- **Records for processing**:
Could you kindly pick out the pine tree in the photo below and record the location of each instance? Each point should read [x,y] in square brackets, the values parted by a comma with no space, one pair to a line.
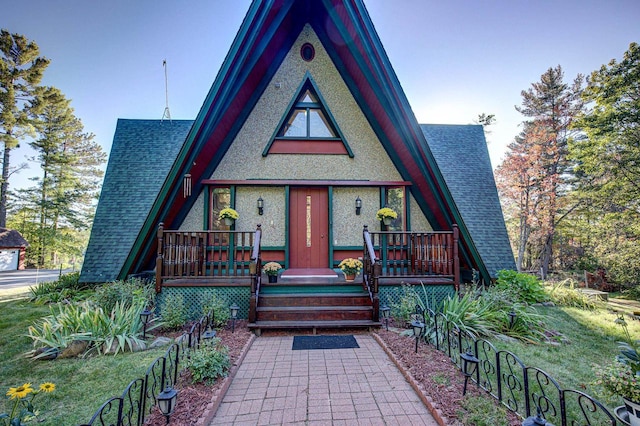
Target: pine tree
[21,70]
[63,197]
[537,168]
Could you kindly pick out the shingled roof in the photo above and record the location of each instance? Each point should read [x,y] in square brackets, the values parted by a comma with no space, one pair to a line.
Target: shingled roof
[141,156]
[10,238]
[462,156]
[143,151]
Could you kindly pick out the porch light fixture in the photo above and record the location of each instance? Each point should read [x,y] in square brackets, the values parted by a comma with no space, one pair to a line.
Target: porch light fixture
[537,420]
[418,327]
[186,185]
[234,315]
[260,206]
[385,311]
[512,318]
[144,317]
[167,401]
[469,366]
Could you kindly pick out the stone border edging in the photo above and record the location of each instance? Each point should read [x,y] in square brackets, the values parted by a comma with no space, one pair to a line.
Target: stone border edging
[426,400]
[212,407]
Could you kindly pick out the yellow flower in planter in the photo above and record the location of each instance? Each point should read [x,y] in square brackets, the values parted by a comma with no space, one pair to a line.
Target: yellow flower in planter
[228,213]
[350,266]
[23,409]
[271,268]
[386,213]
[20,392]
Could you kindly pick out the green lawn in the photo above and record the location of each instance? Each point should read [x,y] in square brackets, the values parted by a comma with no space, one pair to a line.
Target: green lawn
[591,341]
[82,385]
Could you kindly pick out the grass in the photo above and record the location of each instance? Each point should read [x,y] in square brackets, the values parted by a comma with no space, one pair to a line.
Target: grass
[82,385]
[590,340]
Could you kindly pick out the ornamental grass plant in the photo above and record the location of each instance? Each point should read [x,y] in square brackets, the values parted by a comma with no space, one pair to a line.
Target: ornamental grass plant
[91,380]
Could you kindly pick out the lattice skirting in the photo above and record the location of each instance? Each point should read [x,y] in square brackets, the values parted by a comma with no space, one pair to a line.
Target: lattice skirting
[432,295]
[194,296]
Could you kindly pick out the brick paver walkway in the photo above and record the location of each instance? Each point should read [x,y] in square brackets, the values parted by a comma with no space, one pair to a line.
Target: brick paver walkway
[276,385]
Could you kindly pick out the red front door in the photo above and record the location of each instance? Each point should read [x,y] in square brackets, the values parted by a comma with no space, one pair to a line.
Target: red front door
[309,227]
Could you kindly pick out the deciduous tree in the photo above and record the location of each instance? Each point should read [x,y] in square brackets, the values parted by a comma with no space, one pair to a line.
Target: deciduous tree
[534,174]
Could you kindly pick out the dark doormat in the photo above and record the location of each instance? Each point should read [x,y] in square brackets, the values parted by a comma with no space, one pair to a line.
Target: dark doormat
[301,343]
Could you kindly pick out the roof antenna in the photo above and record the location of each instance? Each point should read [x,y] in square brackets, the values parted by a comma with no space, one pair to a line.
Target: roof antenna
[166,113]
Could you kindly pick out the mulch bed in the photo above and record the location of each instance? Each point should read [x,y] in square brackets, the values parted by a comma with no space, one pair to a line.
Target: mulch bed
[432,371]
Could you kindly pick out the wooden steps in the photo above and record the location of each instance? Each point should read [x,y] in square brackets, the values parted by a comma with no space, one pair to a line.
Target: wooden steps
[313,306]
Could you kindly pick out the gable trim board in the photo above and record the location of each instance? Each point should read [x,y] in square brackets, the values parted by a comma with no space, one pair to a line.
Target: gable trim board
[267,34]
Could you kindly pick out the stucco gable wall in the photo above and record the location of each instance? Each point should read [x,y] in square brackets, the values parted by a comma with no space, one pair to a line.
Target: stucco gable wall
[244,158]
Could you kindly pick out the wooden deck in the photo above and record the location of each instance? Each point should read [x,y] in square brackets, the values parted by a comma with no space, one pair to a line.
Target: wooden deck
[307,298]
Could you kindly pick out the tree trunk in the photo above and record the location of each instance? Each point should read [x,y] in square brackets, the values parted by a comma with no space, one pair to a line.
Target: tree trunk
[522,244]
[4,188]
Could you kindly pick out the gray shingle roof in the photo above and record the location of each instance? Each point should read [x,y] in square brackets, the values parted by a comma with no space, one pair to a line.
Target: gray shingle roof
[462,156]
[141,156]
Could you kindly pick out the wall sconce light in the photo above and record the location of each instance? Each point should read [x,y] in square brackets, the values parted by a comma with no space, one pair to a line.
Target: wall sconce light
[186,185]
[167,401]
[260,206]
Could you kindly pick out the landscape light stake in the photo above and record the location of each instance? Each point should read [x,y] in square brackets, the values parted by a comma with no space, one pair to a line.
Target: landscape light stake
[234,315]
[167,401]
[418,326]
[512,318]
[536,421]
[469,366]
[144,317]
[385,310]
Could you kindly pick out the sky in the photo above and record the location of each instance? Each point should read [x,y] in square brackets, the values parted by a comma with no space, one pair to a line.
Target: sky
[455,59]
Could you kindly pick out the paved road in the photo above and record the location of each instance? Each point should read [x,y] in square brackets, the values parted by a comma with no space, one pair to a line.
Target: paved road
[23,279]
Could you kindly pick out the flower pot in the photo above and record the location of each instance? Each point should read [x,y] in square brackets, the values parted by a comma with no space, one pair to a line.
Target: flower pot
[634,412]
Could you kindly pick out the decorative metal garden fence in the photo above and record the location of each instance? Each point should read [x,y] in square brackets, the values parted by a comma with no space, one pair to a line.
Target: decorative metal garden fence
[525,390]
[140,396]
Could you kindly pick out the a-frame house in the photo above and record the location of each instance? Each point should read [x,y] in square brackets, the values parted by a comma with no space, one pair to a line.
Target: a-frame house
[307,132]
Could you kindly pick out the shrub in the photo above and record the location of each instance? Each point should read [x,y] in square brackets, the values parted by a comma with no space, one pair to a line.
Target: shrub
[114,331]
[209,362]
[67,287]
[524,287]
[173,312]
[565,293]
[129,292]
[220,308]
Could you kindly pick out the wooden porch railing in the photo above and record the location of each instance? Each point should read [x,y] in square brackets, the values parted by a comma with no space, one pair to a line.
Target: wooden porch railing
[207,254]
[420,255]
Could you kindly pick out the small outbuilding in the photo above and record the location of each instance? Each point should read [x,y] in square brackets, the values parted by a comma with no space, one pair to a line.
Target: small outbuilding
[12,250]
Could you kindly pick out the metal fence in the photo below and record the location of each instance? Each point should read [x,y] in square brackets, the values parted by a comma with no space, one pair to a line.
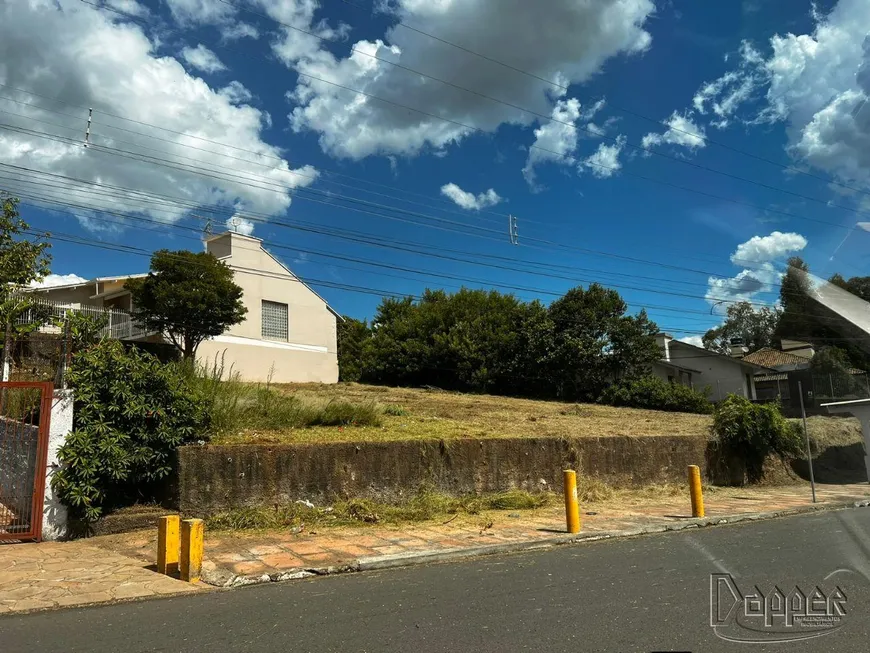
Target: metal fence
[120,324]
[44,353]
[25,410]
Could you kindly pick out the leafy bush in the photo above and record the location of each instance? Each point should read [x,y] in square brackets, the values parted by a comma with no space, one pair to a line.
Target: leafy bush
[651,392]
[751,432]
[131,412]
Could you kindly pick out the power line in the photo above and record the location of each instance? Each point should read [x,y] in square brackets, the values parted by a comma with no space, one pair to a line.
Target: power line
[566,89]
[299,193]
[621,170]
[331,284]
[391,245]
[541,115]
[424,272]
[512,267]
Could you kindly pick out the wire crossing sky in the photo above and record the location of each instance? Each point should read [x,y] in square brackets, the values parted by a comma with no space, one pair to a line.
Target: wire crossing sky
[676,154]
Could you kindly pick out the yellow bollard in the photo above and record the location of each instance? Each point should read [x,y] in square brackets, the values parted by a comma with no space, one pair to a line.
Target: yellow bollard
[167,544]
[191,549]
[572,509]
[695,491]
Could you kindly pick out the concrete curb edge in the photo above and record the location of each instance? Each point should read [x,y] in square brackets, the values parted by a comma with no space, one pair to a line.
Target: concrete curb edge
[226,579]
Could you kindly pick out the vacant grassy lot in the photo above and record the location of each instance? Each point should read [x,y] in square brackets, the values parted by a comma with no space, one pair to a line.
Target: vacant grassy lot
[433,414]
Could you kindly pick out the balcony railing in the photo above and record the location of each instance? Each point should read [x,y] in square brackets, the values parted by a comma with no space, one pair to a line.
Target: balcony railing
[120,324]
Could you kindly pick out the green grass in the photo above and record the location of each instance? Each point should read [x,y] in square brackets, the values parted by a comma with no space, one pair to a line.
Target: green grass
[426,505]
[236,407]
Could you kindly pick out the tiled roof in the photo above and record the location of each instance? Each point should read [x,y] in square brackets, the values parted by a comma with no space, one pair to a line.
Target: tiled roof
[774,358]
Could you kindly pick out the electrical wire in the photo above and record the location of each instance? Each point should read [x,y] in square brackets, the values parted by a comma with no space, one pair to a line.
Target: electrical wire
[565,88]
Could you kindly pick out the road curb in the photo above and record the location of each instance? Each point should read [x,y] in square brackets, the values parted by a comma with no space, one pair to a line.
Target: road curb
[222,578]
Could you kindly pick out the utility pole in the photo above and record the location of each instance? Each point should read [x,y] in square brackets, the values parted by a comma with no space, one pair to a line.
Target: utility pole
[88,129]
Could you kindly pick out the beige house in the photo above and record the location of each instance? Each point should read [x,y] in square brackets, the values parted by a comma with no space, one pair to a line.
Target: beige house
[289,332]
[701,368]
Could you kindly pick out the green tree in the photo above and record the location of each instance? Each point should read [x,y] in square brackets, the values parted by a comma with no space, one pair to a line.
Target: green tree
[464,341]
[131,413]
[831,373]
[757,328]
[188,297]
[596,343]
[797,318]
[22,261]
[352,337]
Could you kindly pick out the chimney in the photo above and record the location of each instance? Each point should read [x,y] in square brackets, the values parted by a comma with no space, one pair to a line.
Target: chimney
[663,340]
[737,349]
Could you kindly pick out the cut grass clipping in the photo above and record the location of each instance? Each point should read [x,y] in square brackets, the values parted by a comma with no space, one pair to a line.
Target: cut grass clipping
[424,506]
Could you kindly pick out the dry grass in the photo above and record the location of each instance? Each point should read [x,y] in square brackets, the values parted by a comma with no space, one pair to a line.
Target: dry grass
[410,413]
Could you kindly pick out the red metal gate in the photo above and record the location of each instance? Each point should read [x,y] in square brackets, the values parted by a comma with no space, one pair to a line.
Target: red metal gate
[25,412]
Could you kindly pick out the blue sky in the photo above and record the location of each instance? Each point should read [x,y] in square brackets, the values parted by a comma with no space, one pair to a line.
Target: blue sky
[678,152]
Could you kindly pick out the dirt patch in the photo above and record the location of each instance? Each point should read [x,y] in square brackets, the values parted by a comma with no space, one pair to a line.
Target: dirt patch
[420,414]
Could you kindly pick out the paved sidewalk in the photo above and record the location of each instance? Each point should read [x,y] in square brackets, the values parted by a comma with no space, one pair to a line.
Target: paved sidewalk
[63,574]
[237,558]
[119,567]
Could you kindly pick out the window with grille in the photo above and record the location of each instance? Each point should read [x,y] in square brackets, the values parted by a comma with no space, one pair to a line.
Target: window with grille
[275,321]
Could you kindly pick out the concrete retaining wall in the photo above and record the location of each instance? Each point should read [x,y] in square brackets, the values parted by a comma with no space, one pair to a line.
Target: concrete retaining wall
[214,478]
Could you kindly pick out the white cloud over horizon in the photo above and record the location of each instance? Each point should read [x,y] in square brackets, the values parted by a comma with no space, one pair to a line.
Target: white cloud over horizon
[202,59]
[681,131]
[757,256]
[605,162]
[57,280]
[470,201]
[240,225]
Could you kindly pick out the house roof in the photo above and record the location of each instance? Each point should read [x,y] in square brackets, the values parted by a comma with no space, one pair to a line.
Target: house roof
[769,357]
[697,352]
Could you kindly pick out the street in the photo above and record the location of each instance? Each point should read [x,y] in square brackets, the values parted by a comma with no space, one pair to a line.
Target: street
[644,594]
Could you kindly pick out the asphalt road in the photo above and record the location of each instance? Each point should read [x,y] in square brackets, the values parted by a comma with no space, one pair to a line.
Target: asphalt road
[643,594]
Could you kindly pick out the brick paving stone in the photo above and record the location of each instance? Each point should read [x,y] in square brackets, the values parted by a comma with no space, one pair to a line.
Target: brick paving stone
[248,567]
[266,549]
[51,574]
[282,560]
[304,548]
[318,558]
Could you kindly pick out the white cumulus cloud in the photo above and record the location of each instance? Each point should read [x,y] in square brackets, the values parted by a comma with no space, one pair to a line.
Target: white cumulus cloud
[240,225]
[817,83]
[763,249]
[681,130]
[202,59]
[57,280]
[580,37]
[81,56]
[692,340]
[557,140]
[757,256]
[470,201]
[605,162]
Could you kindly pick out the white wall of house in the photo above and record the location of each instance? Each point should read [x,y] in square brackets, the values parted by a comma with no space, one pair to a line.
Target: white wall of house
[724,375]
[301,347]
[304,350]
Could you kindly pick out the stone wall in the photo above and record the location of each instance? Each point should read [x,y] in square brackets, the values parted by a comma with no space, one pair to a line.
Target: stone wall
[214,477]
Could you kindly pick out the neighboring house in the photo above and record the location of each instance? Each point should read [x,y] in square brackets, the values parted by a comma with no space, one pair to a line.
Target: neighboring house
[698,368]
[288,334]
[794,357]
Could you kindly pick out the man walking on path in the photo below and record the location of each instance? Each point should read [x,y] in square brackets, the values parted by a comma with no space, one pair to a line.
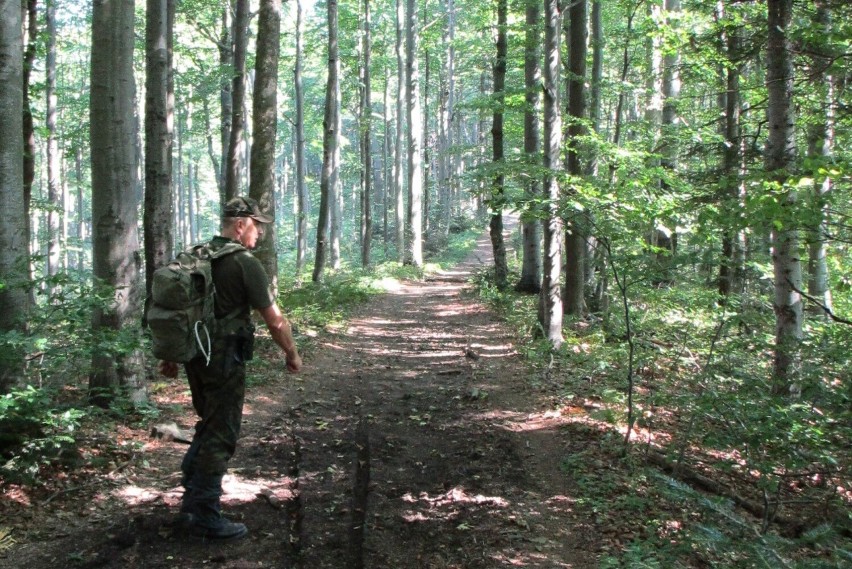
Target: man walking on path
[218,387]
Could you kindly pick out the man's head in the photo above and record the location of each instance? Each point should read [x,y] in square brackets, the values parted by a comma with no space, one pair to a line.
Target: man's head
[242,219]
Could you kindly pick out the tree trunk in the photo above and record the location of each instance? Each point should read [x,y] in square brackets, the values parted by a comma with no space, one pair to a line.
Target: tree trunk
[330,143]
[238,95]
[226,62]
[731,266]
[158,144]
[550,305]
[31,25]
[115,242]
[264,115]
[14,255]
[575,235]
[820,148]
[301,185]
[779,157]
[399,177]
[497,200]
[54,188]
[366,154]
[414,226]
[530,280]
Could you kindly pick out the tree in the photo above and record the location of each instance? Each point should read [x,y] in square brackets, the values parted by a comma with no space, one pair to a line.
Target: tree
[399,176]
[530,280]
[550,303]
[575,236]
[366,150]
[780,156]
[116,257]
[414,221]
[158,142]
[238,96]
[303,206]
[820,137]
[265,117]
[54,189]
[497,199]
[14,255]
[330,143]
[31,25]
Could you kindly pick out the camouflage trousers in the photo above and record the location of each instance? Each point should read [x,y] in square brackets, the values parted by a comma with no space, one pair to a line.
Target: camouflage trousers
[218,392]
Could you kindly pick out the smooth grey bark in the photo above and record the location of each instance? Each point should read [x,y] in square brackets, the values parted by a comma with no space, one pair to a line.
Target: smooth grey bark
[330,143]
[779,157]
[498,197]
[226,62]
[399,176]
[414,221]
[820,149]
[14,255]
[550,304]
[233,164]
[575,229]
[303,197]
[530,280]
[157,222]
[265,129]
[731,266]
[366,151]
[115,242]
[55,194]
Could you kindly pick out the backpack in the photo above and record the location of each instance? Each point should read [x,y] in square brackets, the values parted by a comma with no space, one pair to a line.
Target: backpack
[180,316]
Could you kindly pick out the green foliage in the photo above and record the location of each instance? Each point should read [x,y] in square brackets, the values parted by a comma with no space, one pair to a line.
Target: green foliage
[34,432]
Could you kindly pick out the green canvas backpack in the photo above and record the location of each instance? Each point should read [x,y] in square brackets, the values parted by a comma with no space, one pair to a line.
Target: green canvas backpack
[180,315]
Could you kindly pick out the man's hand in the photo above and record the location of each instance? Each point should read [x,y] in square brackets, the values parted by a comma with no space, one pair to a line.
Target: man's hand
[294,362]
[168,369]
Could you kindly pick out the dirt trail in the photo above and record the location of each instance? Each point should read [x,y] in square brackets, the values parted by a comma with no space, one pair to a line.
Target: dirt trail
[412,439]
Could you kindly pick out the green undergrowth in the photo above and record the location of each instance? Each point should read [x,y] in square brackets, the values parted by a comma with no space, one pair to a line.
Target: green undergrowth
[703,404]
[42,423]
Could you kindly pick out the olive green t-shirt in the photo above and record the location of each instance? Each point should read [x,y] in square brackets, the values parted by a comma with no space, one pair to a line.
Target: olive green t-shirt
[241,283]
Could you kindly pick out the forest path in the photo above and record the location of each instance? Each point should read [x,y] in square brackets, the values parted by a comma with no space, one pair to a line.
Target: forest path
[413,438]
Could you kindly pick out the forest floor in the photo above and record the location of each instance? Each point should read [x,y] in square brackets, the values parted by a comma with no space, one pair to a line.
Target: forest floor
[411,439]
[415,436]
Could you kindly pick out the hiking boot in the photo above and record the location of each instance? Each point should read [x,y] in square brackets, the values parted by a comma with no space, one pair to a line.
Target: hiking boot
[219,528]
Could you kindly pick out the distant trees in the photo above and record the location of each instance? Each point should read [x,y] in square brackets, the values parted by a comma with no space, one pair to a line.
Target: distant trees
[115,244]
[14,254]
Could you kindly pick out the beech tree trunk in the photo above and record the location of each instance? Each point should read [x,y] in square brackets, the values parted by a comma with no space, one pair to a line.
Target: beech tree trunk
[55,195]
[330,143]
[414,225]
[575,235]
[399,177]
[233,166]
[115,240]
[780,155]
[226,62]
[157,223]
[731,266]
[820,149]
[498,198]
[14,254]
[303,196]
[366,154]
[530,280]
[550,305]
[265,129]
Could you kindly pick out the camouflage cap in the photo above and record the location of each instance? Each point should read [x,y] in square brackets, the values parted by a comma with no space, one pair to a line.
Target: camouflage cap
[243,206]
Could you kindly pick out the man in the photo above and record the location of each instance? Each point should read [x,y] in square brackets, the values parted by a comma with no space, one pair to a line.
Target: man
[218,388]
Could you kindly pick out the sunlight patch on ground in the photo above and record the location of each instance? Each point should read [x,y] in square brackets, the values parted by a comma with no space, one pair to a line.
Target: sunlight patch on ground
[533,560]
[237,490]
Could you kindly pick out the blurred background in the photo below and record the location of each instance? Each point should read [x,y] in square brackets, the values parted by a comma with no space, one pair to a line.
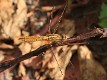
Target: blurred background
[32,18]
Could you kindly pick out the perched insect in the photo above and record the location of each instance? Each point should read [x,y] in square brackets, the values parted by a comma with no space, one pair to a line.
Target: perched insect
[56,40]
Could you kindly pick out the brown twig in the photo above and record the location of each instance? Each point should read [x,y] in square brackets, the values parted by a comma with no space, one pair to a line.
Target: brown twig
[95,32]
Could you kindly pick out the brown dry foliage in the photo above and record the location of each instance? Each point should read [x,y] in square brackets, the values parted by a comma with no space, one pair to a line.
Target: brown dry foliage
[30,17]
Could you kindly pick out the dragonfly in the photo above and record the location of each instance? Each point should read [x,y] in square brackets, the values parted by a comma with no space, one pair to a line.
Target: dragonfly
[57,40]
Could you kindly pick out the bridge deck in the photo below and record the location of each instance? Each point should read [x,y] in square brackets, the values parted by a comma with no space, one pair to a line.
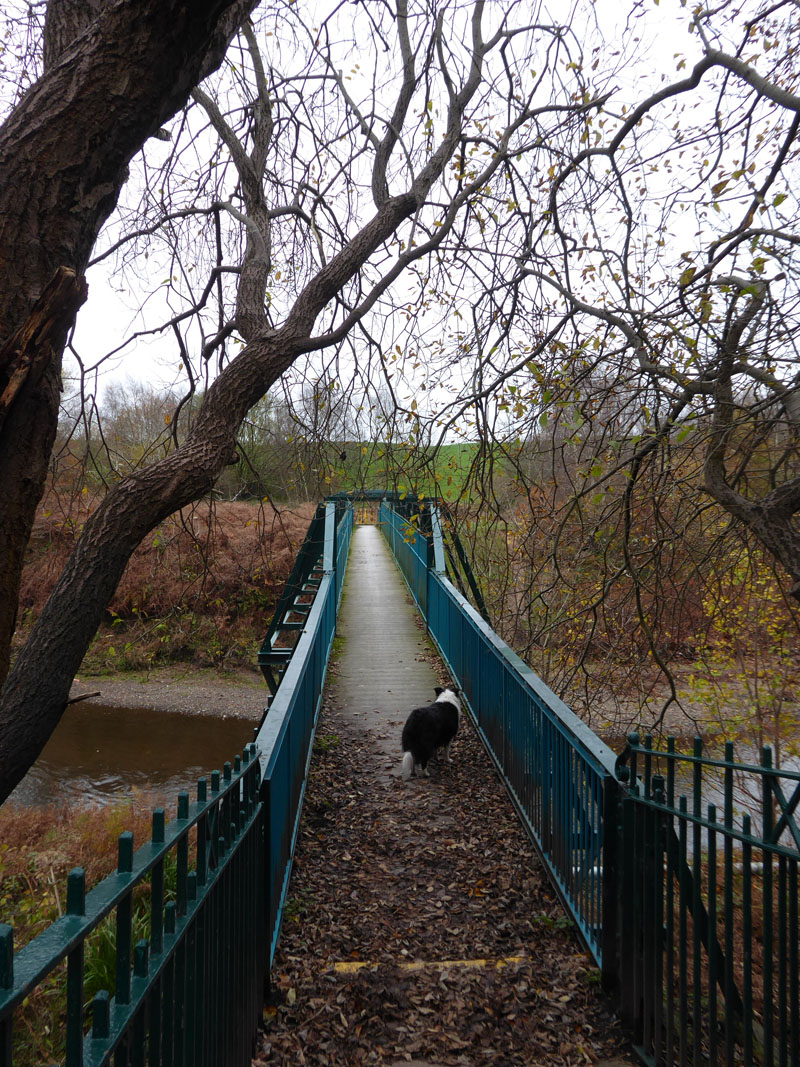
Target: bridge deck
[385,666]
[420,926]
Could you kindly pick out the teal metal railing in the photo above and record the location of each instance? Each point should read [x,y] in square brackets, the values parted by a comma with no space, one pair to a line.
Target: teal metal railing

- **Work to do**: Copy the items word for word from the line containing "Could you kindly pick out the bridge" through the end of the items, leaving out the pictures.

- **Response to the exercise**:
Could you kindly pick out the bridge deck in the photo below and record the location of each instance? Each point should read [x,y] in square brackets, the values parted by a comma with no space, one pair to a line.
Target: bridge deck
[385,666]
[420,926]
Could you kindly pick out the teal metal railing in the photo above and record the location of each instance? Each point should read [x,y] in square brackets, the values parted by a comma with no space, one pair to a line.
Target: teal metal railing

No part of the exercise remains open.